Excerpt provided:
Protects examples of all ecosystem types, not just biodiversity-rich areas.
42
What is the 'Last of the Wild'?
Areas least impacted by human activity with intact ecological communities.
43
Why are protected areas important?
They preserve ecosystems, species, and ecological processes.
44
What are weaknesses of protected areas?
They may be too small, isolated, poorly enforced, or politically influenced.
45
Why doesn’t reserve shape often match the ideal?
Human development, land ownership, and geography limit design.
46
Why is management often needed in reserves?
Small, isolated reserves lack natural disturbance regimes and need active intervention.
47
What is an example of a species requiring management?
Heath fritillary butterfly needs coppicing to survive.
48
What are flagship species?
Charismatic species used to promote conservation (e.g., tigers).
49
What are sentinel species?
Species sensitive to environmental change; serve as early warnings.
50
What are keystone species?
Species with large effects on ecosystem structure (e.g., sea otters).
51
What are umbrella species?
Protecting them helps conserve many other species due to large habitat needs.
52
Can a species fit multiple categories?
Yes; for example, tigers can be flagship, keystone, and umbrella species.
53
What does the U.S. Endangered Species Act define?

Record set:

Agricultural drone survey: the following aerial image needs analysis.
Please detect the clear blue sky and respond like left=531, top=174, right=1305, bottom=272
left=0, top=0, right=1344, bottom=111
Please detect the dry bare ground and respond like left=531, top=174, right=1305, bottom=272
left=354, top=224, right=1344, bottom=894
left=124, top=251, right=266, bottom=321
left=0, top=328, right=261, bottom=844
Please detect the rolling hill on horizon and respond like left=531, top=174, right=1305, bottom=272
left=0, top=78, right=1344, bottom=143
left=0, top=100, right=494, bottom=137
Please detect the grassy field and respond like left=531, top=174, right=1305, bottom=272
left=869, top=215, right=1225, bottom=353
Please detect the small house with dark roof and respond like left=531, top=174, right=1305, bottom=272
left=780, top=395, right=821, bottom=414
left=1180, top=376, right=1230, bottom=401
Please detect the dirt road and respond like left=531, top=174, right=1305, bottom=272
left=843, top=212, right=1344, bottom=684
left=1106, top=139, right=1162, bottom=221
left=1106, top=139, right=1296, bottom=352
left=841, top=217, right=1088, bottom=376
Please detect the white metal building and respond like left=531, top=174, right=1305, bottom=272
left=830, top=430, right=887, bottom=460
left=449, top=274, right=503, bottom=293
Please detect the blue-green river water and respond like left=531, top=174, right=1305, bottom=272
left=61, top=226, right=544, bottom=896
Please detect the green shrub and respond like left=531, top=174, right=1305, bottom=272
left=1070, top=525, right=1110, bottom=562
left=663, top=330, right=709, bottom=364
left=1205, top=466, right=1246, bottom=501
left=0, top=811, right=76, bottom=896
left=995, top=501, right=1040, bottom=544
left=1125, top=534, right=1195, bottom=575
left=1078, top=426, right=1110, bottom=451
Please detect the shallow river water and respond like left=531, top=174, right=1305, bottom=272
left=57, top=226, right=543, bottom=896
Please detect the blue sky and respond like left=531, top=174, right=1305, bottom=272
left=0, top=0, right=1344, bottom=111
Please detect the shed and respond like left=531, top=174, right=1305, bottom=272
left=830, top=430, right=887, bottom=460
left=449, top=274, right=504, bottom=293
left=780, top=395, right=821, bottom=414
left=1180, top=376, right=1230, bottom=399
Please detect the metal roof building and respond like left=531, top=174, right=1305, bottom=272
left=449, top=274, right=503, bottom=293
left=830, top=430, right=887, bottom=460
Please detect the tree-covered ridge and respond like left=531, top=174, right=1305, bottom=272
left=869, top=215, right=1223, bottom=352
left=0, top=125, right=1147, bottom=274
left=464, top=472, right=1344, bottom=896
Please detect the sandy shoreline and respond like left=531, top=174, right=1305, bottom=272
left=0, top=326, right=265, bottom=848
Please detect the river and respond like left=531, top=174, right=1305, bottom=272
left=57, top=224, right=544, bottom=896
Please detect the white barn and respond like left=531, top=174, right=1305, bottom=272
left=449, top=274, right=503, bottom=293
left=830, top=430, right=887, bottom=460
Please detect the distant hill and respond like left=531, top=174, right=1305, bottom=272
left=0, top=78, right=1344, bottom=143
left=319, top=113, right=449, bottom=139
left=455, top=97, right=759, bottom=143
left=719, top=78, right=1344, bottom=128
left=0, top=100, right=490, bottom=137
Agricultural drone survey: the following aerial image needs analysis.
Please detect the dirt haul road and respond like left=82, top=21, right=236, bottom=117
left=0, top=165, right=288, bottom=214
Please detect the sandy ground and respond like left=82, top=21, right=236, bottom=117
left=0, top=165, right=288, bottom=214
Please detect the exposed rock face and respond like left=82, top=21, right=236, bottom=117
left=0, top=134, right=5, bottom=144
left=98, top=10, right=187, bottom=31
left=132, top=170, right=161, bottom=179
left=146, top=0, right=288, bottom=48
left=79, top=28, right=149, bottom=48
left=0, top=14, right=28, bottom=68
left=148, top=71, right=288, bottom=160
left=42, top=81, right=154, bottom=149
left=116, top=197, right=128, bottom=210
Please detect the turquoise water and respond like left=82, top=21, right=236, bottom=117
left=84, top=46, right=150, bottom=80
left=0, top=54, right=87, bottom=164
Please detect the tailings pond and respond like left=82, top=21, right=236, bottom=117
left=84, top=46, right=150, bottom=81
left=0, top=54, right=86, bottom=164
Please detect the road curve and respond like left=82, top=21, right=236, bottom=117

Required actions:
(1) According to the conservation text, what does the heath fritillary butterfly need in order to survive?
(2) Print everything in the conservation text from "They may be" down to "coppicing to survive.".
The rows play no part in the work that follows and can be set aside.

Task results:
(1) Coppicing.

(2)
They may be too small, isolated, poorly enforced, or politically influenced.
45
Why doesn’t reserve shape often match the ideal?
Human development, land ownership, and geography limit design.
46
Why is management often needed in reserves?
Small, isolated reserves lack natural disturbance regimes and need active intervention.
47
What is an example of a species requiring management?
Heath fritillary butterfly needs coppicing to survive.